(Exercise text begins)

AZ appeals against NICE rejection of Tagrisso in untreated lung cancer

AstraZeneca is appealing against NICEs decision not to recommend funding for its lung cancer drug Tagrisso (osimertinib) in untreated patients with epidermal growth factor receptor (EGFR) mutations. In final draft guidance, NICE said it had rejected regular NHS funding for Tagrisso, because the survival benefits compared with standard treatment such as AZ’s older drug Iressa (gefitinib) are unclear in first-line non-small cell lung cancer. Tagrisso has been the driving force behind AZ’s sales recovery after a steep patent cliff – it generated $630 million in Q1 alone and is the company’s top selling drug after first approval in 2015 in a more advanced form of the disease.
NICE had been considering results from the FLAURA trial, comparing Tagrisso with Roche’s Tarceva (erlotinib) and AZ’s Iressa (gefitinib) in untreated patients. Patients in the trial had either exon 19 deletion (del19) or exon 21 (L858R) mutations, accounting for around 90% of EGFR mutations. NICE said it noted progression-free survival was 18.9 months on Tagrisso compared with 10.2 months on standard care. Overall survival data is not mature but data gathered so far show that Tagrisso will likely extend this too. However NICE is concerned that data so far do not show the size of treatment benefits, and that AZ’s economic model does not fully capture the benefits of subsequent treatments.

(Exercise text ends)
(Recorded information begins)

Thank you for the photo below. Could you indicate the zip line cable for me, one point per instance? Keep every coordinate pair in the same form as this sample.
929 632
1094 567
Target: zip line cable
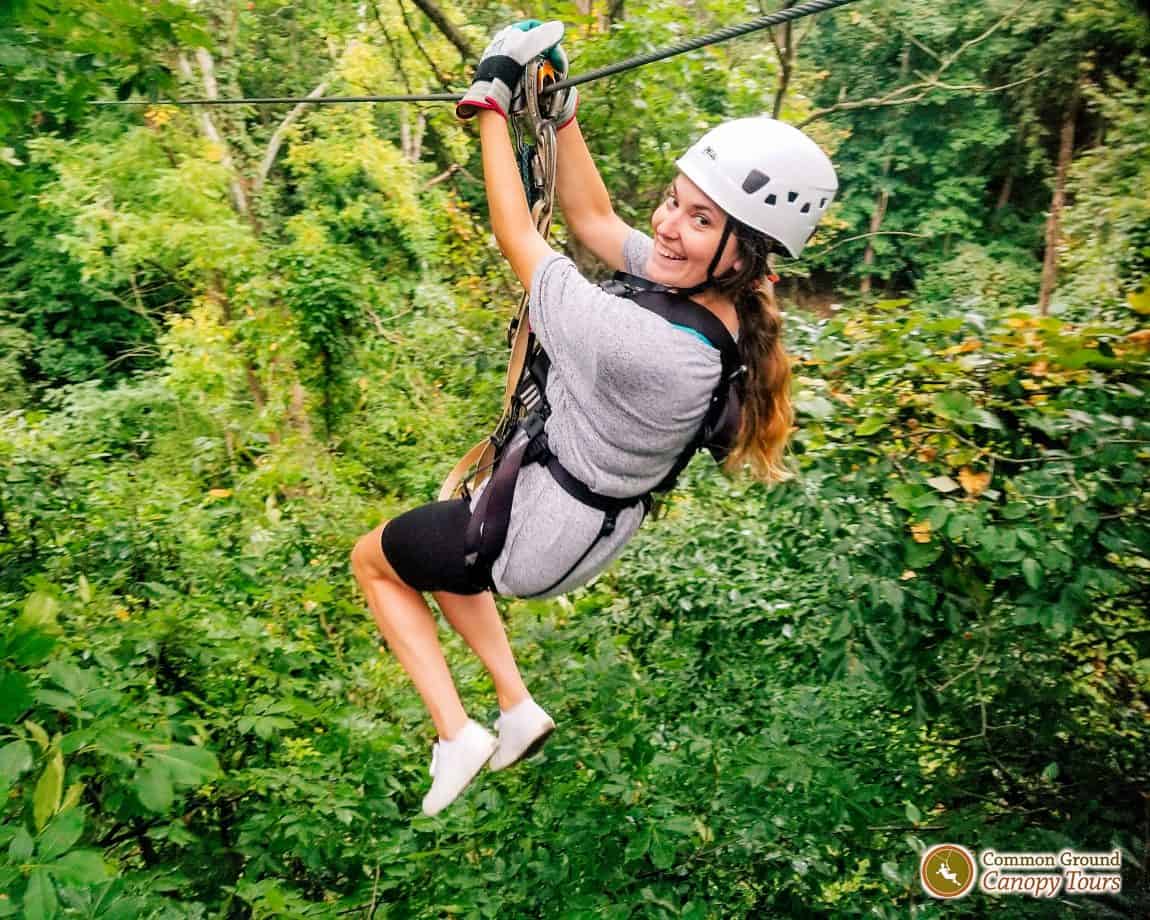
722 35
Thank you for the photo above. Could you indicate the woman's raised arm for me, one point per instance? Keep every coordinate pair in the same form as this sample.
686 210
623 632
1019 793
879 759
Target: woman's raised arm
511 221
584 200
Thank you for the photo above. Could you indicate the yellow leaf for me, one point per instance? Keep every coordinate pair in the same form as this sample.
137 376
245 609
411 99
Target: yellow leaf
48 791
1140 299
1141 338
974 483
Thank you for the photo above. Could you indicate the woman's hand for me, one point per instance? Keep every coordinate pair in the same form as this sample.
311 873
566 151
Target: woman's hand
500 68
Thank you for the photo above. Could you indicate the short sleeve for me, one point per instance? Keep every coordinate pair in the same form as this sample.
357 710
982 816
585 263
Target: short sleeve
582 328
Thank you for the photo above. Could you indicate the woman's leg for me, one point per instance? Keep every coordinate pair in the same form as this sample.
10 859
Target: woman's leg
476 619
409 629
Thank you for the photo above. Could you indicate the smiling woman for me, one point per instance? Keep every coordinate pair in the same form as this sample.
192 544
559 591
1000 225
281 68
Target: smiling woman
631 381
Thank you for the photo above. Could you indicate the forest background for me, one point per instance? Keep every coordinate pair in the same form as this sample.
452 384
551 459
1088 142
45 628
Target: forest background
232 339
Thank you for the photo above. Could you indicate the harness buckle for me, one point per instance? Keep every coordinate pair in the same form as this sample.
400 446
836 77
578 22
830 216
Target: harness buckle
533 424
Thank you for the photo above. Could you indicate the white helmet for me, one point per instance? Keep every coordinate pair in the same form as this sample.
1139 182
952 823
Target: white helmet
764 174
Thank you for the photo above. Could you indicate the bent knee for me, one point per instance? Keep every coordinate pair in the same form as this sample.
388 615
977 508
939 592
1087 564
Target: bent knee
367 554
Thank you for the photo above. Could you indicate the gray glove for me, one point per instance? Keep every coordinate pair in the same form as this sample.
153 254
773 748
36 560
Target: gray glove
500 68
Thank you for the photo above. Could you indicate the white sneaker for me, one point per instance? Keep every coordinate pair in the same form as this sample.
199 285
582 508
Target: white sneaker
454 764
522 731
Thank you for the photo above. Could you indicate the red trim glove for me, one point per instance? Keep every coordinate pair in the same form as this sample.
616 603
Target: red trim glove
500 68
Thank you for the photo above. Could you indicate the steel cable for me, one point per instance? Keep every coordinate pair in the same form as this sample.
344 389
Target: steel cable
722 35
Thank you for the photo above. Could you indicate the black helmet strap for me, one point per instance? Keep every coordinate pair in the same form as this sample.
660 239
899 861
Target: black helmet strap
727 229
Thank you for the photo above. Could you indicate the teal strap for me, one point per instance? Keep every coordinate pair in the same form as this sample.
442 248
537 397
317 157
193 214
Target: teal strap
695 332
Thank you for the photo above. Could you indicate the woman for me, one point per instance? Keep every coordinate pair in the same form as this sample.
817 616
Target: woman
627 389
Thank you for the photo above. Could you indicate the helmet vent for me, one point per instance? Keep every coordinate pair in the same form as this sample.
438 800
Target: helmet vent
754 181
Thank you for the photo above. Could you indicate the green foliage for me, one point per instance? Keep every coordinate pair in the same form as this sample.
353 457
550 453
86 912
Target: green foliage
777 698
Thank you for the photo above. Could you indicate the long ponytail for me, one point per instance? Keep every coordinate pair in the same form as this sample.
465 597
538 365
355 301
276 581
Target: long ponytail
767 415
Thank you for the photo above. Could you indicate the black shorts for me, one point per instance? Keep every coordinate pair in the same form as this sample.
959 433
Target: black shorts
424 546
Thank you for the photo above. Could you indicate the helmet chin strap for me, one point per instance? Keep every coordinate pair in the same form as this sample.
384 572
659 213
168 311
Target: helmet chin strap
727 229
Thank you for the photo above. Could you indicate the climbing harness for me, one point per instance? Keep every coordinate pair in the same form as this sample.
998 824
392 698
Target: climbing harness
777 17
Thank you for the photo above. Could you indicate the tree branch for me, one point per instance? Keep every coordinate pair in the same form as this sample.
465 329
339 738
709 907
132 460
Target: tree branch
277 137
397 59
897 98
443 81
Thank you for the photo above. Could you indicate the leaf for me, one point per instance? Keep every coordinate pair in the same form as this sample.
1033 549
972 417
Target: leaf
40 901
871 426
638 844
71 797
40 610
973 483
21 848
153 787
814 406
15 758
662 852
15 696
81 867
61 834
188 765
842 628
48 790
1033 573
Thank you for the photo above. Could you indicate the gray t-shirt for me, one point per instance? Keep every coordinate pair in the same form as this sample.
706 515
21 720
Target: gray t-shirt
628 391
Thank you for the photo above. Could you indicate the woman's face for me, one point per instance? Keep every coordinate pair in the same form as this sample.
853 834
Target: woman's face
687 229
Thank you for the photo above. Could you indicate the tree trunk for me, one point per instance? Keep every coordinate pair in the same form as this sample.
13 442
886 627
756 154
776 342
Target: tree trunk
882 199
1053 220
880 212
784 44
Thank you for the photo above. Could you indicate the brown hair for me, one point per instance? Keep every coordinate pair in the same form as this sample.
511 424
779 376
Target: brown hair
767 414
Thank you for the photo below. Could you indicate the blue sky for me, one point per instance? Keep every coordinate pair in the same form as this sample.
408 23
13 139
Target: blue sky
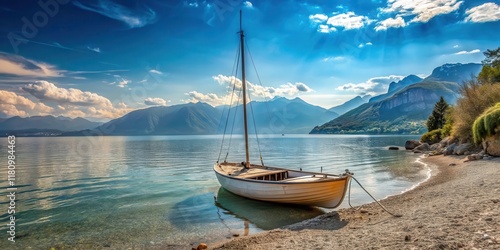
100 59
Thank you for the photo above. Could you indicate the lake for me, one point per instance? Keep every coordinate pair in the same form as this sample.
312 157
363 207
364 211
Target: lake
144 191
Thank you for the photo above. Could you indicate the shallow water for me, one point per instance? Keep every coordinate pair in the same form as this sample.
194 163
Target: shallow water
150 190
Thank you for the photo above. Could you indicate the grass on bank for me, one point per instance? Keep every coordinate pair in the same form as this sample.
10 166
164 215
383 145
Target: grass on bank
486 124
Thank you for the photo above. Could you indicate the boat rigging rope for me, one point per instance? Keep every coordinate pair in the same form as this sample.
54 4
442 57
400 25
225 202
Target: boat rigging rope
235 66
251 107
260 83
380 204
255 129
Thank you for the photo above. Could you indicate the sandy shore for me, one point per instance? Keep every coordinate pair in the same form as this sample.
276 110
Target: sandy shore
458 207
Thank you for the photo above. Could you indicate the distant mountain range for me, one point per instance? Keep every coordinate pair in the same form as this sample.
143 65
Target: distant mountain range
396 86
279 115
404 110
41 125
351 104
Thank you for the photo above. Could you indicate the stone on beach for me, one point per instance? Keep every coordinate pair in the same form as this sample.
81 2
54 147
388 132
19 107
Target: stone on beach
462 148
411 144
202 246
449 149
433 217
491 145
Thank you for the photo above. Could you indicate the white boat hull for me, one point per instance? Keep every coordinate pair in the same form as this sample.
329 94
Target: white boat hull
304 188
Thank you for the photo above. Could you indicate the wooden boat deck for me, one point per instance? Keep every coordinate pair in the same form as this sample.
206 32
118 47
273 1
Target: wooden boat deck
307 178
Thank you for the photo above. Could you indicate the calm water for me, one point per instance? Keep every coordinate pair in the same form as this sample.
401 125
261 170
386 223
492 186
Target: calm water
142 191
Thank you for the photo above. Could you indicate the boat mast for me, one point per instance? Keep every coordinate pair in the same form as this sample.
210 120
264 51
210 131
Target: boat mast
243 83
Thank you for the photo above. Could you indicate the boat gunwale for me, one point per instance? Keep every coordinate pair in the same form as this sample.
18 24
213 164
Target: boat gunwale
339 177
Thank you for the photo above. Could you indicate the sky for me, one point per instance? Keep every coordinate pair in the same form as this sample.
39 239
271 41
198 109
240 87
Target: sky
100 59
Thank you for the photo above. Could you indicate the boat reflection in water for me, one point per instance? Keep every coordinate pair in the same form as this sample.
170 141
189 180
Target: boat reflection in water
264 215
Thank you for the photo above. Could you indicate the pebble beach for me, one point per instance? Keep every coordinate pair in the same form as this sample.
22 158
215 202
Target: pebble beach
458 207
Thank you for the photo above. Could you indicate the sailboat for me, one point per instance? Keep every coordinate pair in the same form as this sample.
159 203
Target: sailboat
274 184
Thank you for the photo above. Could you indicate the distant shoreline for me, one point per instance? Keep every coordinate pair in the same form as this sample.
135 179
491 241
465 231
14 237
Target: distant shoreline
59 133
458 207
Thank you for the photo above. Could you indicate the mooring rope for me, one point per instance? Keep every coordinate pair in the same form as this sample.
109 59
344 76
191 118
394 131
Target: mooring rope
349 196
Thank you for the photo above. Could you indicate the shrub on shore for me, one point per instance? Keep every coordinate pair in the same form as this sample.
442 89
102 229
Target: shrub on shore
486 124
432 137
477 96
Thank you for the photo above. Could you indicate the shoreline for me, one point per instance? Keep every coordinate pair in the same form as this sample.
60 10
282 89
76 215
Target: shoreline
457 207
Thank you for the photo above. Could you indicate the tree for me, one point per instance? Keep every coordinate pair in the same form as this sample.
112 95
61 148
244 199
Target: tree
437 118
490 73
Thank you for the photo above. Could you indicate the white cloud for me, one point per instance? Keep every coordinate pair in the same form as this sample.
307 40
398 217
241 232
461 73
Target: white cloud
421 10
288 89
373 86
133 18
248 4
156 72
155 101
464 52
120 82
390 23
12 104
361 45
318 18
75 102
348 20
333 58
210 98
98 50
488 12
324 28
256 91
193 4
20 66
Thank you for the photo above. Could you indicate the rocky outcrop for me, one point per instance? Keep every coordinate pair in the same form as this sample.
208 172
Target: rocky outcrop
462 149
491 145
422 147
411 144
450 149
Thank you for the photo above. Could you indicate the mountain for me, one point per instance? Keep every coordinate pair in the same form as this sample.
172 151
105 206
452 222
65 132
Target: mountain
403 83
396 86
407 109
455 72
49 122
281 115
191 118
351 104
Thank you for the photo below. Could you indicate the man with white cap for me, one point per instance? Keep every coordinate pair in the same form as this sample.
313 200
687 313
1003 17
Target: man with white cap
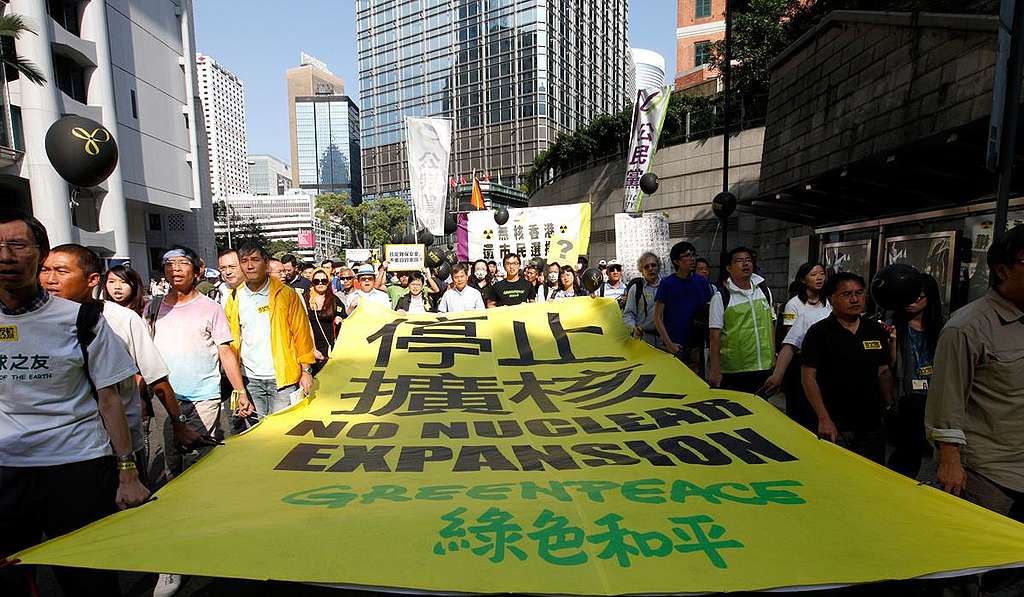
367 279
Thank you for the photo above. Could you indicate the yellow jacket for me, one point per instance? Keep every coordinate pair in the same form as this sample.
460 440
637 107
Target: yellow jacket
291 337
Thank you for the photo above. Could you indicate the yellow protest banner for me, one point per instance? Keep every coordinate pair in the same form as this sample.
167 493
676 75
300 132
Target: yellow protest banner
536 449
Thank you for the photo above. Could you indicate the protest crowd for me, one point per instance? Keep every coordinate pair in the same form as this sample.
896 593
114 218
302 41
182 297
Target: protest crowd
128 385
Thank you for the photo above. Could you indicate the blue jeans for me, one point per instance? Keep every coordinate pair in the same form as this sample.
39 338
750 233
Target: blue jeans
267 398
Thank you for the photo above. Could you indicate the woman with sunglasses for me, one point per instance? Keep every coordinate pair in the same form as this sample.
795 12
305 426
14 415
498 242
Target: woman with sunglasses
124 287
326 312
568 284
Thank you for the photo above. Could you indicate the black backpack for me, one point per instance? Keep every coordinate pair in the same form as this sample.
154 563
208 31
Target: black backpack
85 323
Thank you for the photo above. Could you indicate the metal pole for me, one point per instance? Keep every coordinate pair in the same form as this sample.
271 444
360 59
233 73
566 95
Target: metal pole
726 95
1010 117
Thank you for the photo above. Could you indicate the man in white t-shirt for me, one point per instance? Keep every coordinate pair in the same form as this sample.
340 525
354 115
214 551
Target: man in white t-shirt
72 271
59 414
461 296
367 279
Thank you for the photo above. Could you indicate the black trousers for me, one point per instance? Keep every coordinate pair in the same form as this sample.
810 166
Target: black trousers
54 501
908 436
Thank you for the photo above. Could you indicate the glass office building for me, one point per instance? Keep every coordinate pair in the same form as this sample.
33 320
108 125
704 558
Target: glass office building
511 75
327 129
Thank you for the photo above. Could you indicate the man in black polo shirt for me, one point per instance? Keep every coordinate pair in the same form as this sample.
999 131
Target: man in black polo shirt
846 372
511 291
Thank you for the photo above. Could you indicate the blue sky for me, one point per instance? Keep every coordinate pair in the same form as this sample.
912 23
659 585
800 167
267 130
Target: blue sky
258 40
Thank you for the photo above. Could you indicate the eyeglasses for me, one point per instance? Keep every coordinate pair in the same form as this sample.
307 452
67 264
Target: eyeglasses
16 246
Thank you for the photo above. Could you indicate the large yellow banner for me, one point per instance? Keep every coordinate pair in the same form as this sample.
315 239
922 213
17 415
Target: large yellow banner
536 450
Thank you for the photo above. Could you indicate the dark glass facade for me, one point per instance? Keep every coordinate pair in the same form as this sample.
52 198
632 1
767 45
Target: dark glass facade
327 131
511 75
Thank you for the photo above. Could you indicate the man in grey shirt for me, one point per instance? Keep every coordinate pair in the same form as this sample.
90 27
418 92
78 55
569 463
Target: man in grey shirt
975 410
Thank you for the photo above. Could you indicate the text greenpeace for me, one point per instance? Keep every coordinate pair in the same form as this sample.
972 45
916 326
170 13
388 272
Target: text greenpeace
536 449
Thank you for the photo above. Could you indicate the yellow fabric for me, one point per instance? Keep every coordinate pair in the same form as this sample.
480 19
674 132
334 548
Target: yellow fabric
555 456
291 337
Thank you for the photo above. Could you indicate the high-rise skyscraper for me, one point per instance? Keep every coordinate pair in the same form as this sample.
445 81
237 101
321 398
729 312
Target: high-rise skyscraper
511 75
268 175
223 97
325 129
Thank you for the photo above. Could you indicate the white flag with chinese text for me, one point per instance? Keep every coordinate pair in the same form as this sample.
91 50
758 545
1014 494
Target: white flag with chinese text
648 115
428 150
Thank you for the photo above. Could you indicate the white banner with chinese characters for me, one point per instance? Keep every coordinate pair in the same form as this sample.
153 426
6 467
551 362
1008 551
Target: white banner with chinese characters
527 231
648 115
428 148
404 257
635 235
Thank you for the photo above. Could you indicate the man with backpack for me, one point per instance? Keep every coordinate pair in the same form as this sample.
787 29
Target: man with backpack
680 297
638 313
741 331
59 414
72 271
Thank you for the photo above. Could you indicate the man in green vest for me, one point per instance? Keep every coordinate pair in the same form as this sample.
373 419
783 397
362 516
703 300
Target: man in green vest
740 328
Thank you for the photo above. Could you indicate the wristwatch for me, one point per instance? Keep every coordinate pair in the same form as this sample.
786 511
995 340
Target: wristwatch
126 462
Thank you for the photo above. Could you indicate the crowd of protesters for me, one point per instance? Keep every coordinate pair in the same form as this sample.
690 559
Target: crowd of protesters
130 384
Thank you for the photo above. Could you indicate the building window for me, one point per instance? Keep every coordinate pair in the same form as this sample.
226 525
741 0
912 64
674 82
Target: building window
701 8
701 52
175 223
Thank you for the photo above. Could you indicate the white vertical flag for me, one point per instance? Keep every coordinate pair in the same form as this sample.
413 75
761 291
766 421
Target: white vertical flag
428 148
648 116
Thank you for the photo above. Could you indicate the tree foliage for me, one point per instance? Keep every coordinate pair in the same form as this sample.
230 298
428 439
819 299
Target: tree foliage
242 229
371 223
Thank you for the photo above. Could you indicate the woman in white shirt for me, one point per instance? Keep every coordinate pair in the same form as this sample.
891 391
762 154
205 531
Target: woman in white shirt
568 285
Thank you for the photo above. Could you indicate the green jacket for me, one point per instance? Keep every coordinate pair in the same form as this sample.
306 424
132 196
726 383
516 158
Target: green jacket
748 341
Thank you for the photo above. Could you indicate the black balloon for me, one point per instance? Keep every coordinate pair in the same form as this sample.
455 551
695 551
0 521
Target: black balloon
592 280
442 271
896 286
723 205
434 257
648 182
81 150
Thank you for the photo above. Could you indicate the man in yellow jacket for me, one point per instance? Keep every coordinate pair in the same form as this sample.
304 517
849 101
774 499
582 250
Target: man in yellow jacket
270 333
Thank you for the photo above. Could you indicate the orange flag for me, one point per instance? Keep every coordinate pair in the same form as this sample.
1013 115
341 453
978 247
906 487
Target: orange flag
476 200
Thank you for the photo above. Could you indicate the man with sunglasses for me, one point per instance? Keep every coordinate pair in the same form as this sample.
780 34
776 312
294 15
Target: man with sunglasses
343 285
679 298
845 370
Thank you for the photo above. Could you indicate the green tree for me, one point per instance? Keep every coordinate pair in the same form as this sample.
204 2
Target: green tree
371 223
12 27
242 229
387 220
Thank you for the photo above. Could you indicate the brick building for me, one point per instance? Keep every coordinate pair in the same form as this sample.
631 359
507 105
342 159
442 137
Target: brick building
698 24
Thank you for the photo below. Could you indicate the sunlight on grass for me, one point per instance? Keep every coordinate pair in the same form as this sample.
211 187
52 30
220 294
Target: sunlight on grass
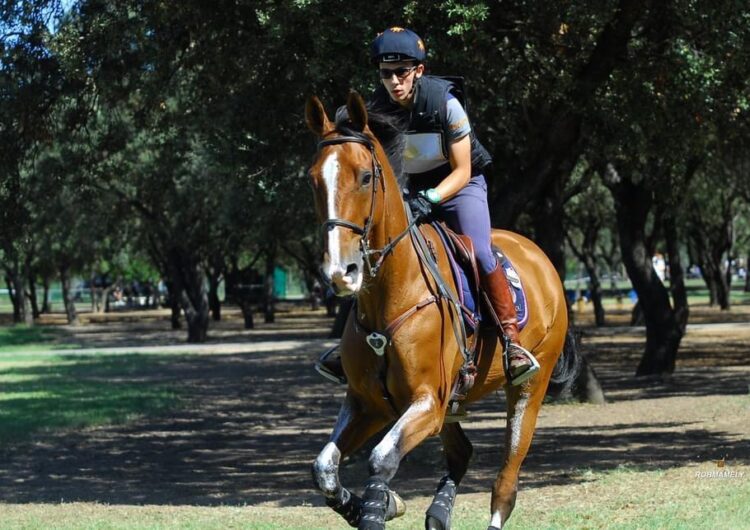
20 339
63 392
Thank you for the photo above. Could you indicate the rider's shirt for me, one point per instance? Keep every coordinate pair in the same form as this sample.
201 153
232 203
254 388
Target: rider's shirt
425 151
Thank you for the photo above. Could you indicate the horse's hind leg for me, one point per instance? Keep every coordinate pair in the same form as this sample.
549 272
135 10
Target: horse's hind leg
458 451
523 407
352 429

(Recorded information ends)

| Directions |
- 1) In two sentences, summarize the Tagrisso article.
- 2) Answer the following from the Tagrisso article:
(a) How much revenue did Tagrisso generate in Q1?
(b) What was the progression-free survival on Tagrisso and on standard care in the trial?
(c) Roughly what share of EGFR mutations do the exon 19 deletion and exon 21 mutations account for?

| List of solutions |
- 1) AstraZeneca is appealing NICE's decision not to recommend NHS funding for Tagrisso in untreated patients with EGFR-mutated lung cancer, a rejection NICE based on unclear survival benefits compared with standard treatment. Although FLAURA trial results showed longer progression-free survival on Tagrisso, NICE is concerned that the data do not yet show the size of the treatment benefits and that AstraZeneca's economic model does not fully capture the benefits of subsequent treatments.

- 2)
(a) $630 million.
(b) 18.9 months on Tagrisso and 10.2 months on standard care.
(c) Around 90%.